> Passage
______________________________

House on Haunted Hill (1959)

I am Frederick Loren, and I have rented the house on Haunted Hill tonight so that my wife can give a party. She’s so amusing. There’ll be food and drink and ghosts, and perhaps even a few murders. You’re all invited. If any of you will spend the next twelve hours in this house, I will give you each ten thousand dollars, or your next of kin in case you don’t survive. Ah, but here come our other guests.

I want to take this opportunity to give a shoutout to my kids. Let’s face it, it’s not easy being the offspring of a cinephile. The constant parade of black and white movies, the subtitles and the endless trivia while watching. It can get annoying at times. My kids roll with the punches though. They know dad can’t help himself.

Don’t get me wrong, as a family we subsist on a balanced diet of filmdom. The Golden Age of Hollywood, cult classics, the latest and greatest superhero flicks and an endless supply of Godzilla movies. We mix things up. But there comes a moment in every cinephile parent’s life where one of their wide-eyed little wonders catches you off guard.

“Dad, can we watch House on Haunted Hill? It wouldn’t be Halloween without it.”

Be still my beating heart.

Of course, the answer was yes. When it comes to House on Haunted Hill, the answer is always yes. Be it Halloween, Christmas, Arbor Day or two hours past bedtime on a school night, it’s a resounding yes.

______________________________

> Records for this task
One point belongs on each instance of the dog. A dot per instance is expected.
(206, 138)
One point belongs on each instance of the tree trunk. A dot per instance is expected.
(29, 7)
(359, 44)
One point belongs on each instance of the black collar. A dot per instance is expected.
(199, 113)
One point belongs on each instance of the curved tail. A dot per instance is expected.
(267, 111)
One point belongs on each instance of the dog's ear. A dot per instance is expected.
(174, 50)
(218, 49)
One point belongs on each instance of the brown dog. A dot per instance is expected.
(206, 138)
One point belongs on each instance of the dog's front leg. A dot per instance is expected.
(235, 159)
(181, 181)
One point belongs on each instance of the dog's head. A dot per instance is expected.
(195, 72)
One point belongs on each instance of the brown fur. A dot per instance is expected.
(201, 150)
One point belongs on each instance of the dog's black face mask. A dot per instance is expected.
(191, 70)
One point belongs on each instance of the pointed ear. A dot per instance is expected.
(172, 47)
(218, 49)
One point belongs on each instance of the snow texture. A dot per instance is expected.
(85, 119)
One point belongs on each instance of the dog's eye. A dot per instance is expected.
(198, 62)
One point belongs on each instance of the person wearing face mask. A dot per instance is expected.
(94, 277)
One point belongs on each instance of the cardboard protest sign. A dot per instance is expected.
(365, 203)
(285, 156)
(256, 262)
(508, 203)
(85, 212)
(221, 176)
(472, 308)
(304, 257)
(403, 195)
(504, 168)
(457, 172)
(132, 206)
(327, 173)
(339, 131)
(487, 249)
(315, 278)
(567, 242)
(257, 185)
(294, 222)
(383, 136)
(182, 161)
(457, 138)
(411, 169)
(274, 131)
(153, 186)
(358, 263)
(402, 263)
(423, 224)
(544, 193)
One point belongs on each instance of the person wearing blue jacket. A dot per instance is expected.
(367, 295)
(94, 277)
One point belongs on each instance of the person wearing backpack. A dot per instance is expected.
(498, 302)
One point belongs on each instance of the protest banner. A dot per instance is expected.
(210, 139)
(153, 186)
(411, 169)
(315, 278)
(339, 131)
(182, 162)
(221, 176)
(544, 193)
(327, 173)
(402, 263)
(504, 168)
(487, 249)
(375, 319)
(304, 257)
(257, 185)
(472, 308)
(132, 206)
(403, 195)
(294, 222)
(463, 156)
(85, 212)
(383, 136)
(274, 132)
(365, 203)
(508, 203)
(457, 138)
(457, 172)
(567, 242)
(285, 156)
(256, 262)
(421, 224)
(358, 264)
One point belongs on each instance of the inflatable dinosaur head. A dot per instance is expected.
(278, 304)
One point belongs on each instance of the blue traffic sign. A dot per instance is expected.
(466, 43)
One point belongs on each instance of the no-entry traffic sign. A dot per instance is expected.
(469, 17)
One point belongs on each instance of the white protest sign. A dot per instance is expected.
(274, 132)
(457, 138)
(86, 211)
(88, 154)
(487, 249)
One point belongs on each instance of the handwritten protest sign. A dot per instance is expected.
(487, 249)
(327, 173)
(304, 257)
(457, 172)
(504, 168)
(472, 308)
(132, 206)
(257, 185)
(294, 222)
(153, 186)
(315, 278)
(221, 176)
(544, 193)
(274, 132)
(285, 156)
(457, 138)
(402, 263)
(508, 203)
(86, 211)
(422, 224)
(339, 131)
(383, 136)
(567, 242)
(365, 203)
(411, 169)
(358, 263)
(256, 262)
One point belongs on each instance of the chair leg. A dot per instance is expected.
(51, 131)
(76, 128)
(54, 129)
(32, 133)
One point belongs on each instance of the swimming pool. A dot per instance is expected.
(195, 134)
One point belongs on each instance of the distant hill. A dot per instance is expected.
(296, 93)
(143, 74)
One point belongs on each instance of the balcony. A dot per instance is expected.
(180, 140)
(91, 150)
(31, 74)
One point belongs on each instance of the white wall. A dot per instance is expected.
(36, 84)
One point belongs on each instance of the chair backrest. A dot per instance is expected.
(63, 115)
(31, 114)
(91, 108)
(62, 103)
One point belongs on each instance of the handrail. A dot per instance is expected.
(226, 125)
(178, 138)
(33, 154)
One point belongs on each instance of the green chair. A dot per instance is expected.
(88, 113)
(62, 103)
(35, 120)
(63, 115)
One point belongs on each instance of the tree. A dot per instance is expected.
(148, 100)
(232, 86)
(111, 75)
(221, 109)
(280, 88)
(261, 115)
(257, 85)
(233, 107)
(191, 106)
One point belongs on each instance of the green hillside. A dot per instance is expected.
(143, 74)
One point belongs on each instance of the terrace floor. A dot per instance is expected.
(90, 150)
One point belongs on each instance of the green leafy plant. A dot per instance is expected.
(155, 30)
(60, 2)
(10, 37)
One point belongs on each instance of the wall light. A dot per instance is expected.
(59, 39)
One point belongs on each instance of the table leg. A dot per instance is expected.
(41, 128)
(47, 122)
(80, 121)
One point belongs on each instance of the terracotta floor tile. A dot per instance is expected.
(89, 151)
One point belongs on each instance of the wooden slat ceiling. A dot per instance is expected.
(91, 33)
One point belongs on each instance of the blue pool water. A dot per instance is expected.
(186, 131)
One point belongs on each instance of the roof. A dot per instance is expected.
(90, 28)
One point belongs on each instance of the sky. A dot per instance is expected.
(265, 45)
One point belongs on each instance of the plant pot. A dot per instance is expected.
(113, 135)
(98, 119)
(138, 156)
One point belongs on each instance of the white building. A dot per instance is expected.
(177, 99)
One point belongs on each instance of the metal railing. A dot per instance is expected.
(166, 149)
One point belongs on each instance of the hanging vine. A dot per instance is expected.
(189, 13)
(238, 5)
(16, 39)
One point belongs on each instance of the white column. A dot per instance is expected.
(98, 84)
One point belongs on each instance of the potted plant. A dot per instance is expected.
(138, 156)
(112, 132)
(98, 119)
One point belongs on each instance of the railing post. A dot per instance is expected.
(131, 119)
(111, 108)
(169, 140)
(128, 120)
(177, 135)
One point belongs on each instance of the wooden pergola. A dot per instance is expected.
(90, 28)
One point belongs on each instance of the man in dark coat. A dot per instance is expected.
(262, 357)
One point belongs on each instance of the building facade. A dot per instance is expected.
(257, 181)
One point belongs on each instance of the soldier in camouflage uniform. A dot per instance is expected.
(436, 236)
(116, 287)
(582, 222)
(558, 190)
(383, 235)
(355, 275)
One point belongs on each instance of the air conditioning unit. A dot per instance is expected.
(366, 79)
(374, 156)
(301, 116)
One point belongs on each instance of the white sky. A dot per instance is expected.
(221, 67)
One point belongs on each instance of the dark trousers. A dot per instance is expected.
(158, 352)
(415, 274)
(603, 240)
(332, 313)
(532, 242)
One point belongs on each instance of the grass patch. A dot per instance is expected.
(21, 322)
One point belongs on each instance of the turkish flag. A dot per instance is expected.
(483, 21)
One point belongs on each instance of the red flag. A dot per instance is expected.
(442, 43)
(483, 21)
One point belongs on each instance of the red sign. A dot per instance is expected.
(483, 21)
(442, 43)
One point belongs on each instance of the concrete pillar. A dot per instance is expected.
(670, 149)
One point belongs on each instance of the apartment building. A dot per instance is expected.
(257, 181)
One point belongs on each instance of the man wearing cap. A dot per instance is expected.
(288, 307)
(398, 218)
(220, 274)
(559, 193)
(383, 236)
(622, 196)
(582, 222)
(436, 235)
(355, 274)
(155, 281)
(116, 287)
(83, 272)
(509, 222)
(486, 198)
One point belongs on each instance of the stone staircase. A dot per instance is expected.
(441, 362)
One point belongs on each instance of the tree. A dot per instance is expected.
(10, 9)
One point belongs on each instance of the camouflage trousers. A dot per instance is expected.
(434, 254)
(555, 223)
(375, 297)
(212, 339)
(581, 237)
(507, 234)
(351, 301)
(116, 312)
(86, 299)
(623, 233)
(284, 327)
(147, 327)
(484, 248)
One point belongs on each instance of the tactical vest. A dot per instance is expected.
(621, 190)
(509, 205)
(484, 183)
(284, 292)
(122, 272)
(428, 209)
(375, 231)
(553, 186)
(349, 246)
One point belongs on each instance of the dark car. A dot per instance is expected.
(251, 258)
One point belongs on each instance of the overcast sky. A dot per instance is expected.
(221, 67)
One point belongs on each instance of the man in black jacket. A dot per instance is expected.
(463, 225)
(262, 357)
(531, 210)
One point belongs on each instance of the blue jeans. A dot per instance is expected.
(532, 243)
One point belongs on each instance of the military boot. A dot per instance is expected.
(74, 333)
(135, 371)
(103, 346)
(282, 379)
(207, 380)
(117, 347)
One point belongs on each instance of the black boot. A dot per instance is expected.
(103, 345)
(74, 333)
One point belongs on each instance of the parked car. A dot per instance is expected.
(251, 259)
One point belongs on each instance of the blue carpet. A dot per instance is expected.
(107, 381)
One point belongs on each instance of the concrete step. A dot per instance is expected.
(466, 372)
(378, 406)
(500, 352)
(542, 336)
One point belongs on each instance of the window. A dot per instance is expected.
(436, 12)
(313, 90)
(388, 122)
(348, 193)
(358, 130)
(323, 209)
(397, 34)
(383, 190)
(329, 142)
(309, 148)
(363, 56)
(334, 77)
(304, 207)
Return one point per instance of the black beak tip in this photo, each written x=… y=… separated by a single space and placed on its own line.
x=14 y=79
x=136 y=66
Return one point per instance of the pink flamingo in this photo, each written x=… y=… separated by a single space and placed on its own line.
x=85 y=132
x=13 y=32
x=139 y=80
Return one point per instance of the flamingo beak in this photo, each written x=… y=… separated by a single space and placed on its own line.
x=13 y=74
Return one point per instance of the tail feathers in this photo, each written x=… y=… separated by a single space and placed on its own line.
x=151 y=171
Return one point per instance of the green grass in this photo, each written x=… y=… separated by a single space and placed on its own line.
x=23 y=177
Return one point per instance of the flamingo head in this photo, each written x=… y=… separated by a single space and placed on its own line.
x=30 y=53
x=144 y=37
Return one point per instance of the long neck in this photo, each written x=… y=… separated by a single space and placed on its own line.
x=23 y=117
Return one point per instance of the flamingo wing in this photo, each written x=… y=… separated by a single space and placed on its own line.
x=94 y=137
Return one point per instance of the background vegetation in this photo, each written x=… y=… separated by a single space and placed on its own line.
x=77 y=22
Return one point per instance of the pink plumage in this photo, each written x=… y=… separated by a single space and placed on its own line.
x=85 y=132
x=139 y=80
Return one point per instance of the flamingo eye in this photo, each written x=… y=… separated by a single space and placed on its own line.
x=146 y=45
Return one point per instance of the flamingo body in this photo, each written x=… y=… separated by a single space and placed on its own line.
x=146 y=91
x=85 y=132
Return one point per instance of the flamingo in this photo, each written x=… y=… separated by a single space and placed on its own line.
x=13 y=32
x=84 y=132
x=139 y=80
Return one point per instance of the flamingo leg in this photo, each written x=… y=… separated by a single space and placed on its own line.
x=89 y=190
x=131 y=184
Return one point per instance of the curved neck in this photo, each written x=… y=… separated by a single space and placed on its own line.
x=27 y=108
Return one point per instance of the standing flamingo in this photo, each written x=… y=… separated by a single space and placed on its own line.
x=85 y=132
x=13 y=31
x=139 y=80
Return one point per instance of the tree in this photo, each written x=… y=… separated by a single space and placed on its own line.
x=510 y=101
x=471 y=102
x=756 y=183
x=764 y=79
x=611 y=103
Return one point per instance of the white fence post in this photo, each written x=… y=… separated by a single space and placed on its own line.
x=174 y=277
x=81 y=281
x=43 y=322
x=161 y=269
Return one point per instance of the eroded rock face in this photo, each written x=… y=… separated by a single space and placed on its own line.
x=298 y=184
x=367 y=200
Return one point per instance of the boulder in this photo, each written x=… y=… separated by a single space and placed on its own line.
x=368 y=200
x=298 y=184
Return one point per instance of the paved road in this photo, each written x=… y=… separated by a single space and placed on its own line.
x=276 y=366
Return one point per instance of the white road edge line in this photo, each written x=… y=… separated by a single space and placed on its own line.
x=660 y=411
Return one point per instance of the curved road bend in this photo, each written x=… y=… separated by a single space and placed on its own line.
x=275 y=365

______________________________

> Exercise task 1
In the House on Haunted Hill piece, how much money does Frederick Loren offer each person who spends the next twelve hours in the house?
> Exercise task 2
Reproduce the lines of the records starting at the line containing "Return one point per instance of the standing" and ending at the line containing "x=660 y=411", both included.

> Task response 1
Ten thousand dollars.

> Task response 2
Return one point per instance of the standing flamingo in this photo, each written x=… y=… separated by a single space and placed on its own line.
x=85 y=132
x=13 y=31
x=139 y=80
Return one point per instance of the tree in this photo, each written x=… y=… separated by a single space and placed on its own line.
x=510 y=101
x=471 y=102
x=756 y=183
x=764 y=79
x=611 y=103
Return one point per instance of the white fence post in this photo, each written x=… y=… separated by a single space and placed on its own line.
x=174 y=277
x=81 y=281
x=43 y=322
x=161 y=269
Return one point per instance of the eroded rock face in this photo, each written x=… y=… separated by a single space and placed on its own line.
x=298 y=184
x=367 y=200
Return one point per instance of the boulder in this photo, each written x=… y=… separated by a single space and placed on its own line.
x=368 y=200
x=298 y=184
Return one point per instance of the paved road in this photo, each written x=… y=… separated by a single space and placed on its own line.
x=276 y=366
Return one point per instance of the white road edge line in this photo, each written x=… y=… separated by a single space and placed on its own line.
x=660 y=411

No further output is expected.